*WHAT YOU WILL DO:* Reproduce verbatim the rows below, beginning at the line that contains "Could you please spot the small" and continuing through the final row, with both ends included.

*INFORMATION SUPPLIED:*

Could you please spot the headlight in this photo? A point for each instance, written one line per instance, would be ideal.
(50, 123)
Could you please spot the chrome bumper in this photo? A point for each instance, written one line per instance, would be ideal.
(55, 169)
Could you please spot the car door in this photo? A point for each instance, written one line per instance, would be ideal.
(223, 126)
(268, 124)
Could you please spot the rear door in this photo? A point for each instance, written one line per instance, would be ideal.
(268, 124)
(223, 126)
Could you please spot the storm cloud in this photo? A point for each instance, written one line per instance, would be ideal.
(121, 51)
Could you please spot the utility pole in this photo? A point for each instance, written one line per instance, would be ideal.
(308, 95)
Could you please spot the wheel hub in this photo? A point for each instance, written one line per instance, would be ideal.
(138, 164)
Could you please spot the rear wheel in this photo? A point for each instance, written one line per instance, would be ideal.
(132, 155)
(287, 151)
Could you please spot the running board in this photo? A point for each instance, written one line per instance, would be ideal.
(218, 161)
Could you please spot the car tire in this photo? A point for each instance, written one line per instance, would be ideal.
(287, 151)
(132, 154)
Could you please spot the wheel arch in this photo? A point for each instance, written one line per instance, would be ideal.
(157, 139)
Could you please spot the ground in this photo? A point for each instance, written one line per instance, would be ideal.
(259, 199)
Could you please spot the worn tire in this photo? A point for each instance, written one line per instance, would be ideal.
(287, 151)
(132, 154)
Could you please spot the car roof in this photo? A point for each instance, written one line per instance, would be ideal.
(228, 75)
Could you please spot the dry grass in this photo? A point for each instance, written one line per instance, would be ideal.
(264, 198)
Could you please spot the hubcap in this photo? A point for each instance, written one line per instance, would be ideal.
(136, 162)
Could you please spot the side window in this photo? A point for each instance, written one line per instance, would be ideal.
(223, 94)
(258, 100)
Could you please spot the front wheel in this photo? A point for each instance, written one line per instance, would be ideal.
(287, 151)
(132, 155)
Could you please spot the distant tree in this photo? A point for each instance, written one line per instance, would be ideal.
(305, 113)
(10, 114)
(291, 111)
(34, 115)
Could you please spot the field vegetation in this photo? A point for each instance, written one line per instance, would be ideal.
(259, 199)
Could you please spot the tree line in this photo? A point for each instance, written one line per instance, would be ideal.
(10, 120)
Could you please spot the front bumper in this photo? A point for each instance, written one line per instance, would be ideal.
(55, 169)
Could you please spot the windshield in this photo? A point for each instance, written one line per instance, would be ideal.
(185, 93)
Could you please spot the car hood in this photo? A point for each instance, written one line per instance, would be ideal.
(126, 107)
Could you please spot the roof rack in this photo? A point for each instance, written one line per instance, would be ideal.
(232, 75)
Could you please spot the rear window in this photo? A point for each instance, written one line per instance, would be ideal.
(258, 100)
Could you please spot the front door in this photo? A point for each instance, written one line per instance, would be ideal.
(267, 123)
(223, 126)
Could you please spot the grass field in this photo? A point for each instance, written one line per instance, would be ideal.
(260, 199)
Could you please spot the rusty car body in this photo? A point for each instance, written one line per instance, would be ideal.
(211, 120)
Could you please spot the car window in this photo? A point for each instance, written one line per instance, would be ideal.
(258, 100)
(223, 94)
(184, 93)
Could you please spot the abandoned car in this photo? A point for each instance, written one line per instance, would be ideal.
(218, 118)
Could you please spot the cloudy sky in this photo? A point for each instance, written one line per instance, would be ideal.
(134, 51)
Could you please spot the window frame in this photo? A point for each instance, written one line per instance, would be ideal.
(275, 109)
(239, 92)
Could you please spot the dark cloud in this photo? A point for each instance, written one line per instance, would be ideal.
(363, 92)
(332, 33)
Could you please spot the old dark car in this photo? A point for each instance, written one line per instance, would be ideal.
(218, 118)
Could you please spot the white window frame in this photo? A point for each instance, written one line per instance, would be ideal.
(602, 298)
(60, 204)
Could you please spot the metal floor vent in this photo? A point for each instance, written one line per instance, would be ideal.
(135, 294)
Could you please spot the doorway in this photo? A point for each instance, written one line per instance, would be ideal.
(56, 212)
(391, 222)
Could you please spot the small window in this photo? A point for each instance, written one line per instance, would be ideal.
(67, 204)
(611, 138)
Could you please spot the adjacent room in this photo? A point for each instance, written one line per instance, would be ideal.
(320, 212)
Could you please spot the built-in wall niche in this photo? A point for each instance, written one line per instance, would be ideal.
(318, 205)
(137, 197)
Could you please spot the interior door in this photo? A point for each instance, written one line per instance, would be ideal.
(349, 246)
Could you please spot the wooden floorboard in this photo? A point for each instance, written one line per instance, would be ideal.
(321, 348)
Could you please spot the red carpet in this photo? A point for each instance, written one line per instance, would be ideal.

*OUTPUT BELOW:*
Could you please spot the small window in this photo? A point for each instance, written one line per instance, would be ideal.
(67, 204)
(611, 138)
Could you please spot the adjacent room in this photo? A point for each instance, written one line per instance, would be ideal.
(320, 212)
Could you please spot the built-in wall niche in this photo? A point for each instance, written one line per instance, would be ideal.
(318, 205)
(137, 197)
Could you please spot the interior door in this photo? A point for each instance, written one line per instance, would be ideal.
(349, 246)
Could you please spot the wooden floorboard in this photo? A point for each instance, written one line per instance, would be ideal.
(321, 348)
Could you please spot the red carpet in this photo? A point for each instance, written one line per instance, would be ideal.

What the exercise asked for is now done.